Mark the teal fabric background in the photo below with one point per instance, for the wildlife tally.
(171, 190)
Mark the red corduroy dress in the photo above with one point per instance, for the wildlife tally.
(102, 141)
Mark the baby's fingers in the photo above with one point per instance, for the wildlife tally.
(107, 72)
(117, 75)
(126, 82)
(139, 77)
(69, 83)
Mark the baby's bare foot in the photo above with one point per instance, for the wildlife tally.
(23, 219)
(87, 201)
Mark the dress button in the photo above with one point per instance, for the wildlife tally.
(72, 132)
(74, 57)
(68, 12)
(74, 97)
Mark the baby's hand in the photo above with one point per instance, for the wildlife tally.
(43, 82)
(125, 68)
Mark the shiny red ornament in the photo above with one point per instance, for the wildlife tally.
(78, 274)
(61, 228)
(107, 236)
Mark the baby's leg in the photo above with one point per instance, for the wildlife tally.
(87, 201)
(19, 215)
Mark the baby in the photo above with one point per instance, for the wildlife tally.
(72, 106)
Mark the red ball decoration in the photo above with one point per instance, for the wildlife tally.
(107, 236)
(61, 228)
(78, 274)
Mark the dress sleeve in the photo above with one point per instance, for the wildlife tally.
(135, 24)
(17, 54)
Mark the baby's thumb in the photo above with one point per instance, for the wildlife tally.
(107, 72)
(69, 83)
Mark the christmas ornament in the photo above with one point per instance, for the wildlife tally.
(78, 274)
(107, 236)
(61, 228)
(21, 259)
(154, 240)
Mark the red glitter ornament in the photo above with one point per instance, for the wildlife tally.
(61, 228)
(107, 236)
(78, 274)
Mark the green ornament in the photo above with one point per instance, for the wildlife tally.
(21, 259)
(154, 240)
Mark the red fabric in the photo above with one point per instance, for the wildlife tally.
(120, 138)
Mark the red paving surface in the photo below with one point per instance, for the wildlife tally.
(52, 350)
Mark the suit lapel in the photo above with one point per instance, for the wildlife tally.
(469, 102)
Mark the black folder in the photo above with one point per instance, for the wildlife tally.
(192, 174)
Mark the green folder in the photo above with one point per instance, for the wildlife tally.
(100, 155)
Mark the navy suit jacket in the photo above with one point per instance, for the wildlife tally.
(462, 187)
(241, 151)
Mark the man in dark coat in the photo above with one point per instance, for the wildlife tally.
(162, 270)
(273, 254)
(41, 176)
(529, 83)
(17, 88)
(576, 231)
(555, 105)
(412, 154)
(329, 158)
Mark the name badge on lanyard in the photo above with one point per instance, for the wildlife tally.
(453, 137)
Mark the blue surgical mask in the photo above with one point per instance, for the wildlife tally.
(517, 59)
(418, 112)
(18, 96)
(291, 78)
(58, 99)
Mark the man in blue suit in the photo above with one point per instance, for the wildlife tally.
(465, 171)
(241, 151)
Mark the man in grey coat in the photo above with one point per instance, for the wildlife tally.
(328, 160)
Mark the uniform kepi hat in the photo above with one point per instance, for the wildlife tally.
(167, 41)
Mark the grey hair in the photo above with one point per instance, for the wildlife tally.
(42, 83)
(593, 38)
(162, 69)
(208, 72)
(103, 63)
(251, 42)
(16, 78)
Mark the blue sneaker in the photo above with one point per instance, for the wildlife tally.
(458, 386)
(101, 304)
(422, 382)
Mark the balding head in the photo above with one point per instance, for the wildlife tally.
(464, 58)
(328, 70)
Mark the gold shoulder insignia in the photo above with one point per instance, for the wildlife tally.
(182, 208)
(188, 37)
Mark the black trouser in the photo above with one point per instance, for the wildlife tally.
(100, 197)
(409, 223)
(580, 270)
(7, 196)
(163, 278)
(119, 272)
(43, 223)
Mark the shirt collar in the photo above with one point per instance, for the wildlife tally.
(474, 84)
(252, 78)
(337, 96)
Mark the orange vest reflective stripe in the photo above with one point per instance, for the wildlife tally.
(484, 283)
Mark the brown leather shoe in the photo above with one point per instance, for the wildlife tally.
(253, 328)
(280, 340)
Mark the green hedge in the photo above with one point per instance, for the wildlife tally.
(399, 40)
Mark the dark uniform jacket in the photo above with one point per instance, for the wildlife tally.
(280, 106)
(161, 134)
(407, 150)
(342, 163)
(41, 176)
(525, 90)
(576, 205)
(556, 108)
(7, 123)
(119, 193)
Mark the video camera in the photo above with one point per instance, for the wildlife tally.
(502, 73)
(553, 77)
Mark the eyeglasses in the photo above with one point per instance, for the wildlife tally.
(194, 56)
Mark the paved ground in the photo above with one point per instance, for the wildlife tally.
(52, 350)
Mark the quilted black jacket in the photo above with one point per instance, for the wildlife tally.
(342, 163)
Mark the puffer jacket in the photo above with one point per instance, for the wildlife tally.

WORK ORDER:
Write out each entry above exactly as it is written.

YOUR SOLUTION:
Mark the teal fabric background in the photo below with one point per instance, for the wildlife tally.
(171, 190)
Mark the red corduroy dress in the photo above with one point per instance, for the wildlife tally.
(102, 141)
Mark the baby's fingers in the photo above with one point per instance, for the wildlife tally.
(107, 72)
(117, 75)
(126, 82)
(139, 77)
(69, 83)
Mark the baby's bare foot in the photo above with one point per instance, for the wildlife tally.
(23, 219)
(87, 201)
Mark the dress button in the photo above with one point per instance, for the wildlife tally.
(72, 132)
(74, 57)
(68, 12)
(74, 97)
Mark the baby's hand in the photo above with one point per instance, for the wildlife tally.
(43, 82)
(125, 68)
Mark the shiny red ornament in the photo above with one point per instance, for the wildlife tally.
(78, 274)
(61, 228)
(107, 236)
Mark the baby's leg in the photo above with one point per instance, for the wildlife tally.
(87, 201)
(19, 215)
Mark the baby in the photo above with one point per instance, for the wildlife tally.
(72, 106)
Mark the red ball decoration in the photo above with one point per instance, for the wildlife tally.
(107, 236)
(61, 228)
(78, 274)
Mark the dress sleeve in the photo above with one point per instance, for the wildlife tally.
(135, 24)
(17, 54)
Mark the baby's thumb in the photo above with one point per instance, for the wildlife tally.
(107, 72)
(69, 83)
Mark the christmas ornament in the photo above with one point per instance, for the wildlife tally.
(78, 274)
(107, 236)
(61, 228)
(21, 259)
(154, 240)
Mark the red glitter ornament in the photo above with one point per instance, for the wildlife tally.
(61, 228)
(107, 236)
(78, 274)
Mark the green ornament in the photo above with one point per instance, for the wildlife tally.
(21, 259)
(154, 240)
Mark the red fabric in the photo above with one point per instance, for the wildlife tally.
(120, 138)
Mark the red paving surface in the photo below with one point per instance, for the wildlife tally.
(52, 350)
Mark the suit lapel in the photo above with one point per instance, for the wildlife tally.
(469, 102)
Mark the black folder in the photo above with one point per instance, for the wildlife tally.
(192, 174)
Mark the green folder in the photo above with one point per instance, for the wildlife tally.
(100, 155)
Mark the navy suit jacket in the photo above with one point per instance, for the wildlife tally.
(462, 187)
(241, 151)
Mark the man in dark coat in the photo above with one point per instance, for the wildlife tally.
(162, 270)
(273, 254)
(41, 176)
(529, 83)
(17, 88)
(576, 231)
(555, 105)
(412, 154)
(329, 158)
Mark the name badge on lanyard in the photo above with one point per instance, for the wildlife tally.
(453, 137)
Mark the blue surgical mask in the photo above with one point per instance, for the wildlife tally.
(517, 59)
(418, 112)
(18, 96)
(291, 78)
(58, 99)
Mark the man in blue suit in the photo above with one point per instance, for the wildlife tally.
(465, 171)
(241, 151)
Mark the man in grey coat in the photo above with one point per instance, for the wildlife tally.
(328, 160)
Mark the uniform kepi hat in the photo above with one point per instance, for the wildlife tally.
(167, 41)
Mark the grey hair in the photo above with one point per instance, for the wildlife tally.
(42, 83)
(593, 38)
(162, 69)
(208, 72)
(103, 63)
(251, 42)
(16, 78)
Mark the blue sneaker in the photo above with one point per instance, for the wildlife tally.
(458, 386)
(101, 304)
(422, 382)
Mark the balding head in the photo above with one point per instance, for the wildlife tally.
(464, 58)
(328, 70)
Mark the gold shoulder insignia in the photo above with one point per instance, for the wildlife tally.
(182, 208)
(188, 37)
Mark the black trouser in the photo above with one point per instance, for the wildlife tally.
(100, 197)
(409, 223)
(580, 270)
(7, 196)
(163, 278)
(119, 272)
(43, 223)
Mark the shirt collar in the photo above with one point per instance, for the wildlife tally.
(474, 84)
(252, 78)
(337, 96)
Mark the orange vest reflective stripe in the photo above with one point per instance, for the wildlife tally.
(484, 283)
Mark the brown leather shoe in the photo above with one point per instance, for the wildlife tally.
(253, 328)
(280, 340)
Mark the green hedge in the photo above with one point per instance, for the wildlife tally.
(399, 40)
Mark the dark uniform jacket in the photo above with one point per instance, for the wildlife tally.
(280, 106)
(161, 134)
(407, 150)
(342, 163)
(41, 176)
(525, 90)
(576, 205)
(556, 108)
(7, 123)
(119, 193)
Mark the video camera in the photo above with one point per instance, for the wildlife tally.
(502, 73)
(553, 77)
Mark the eyeglasses in the photo above with one point per instance, for the wildlife tally.
(194, 56)
Mark the paved ground in the photo above with one point per instance, for the wildlife tally.
(52, 350)
Mark the quilted black jacket in the photo above with one point per instance, for the wildlife tally.
(342, 163)
Mark the puffer jacket in the photo above with one point per instance, for the wildlife tally.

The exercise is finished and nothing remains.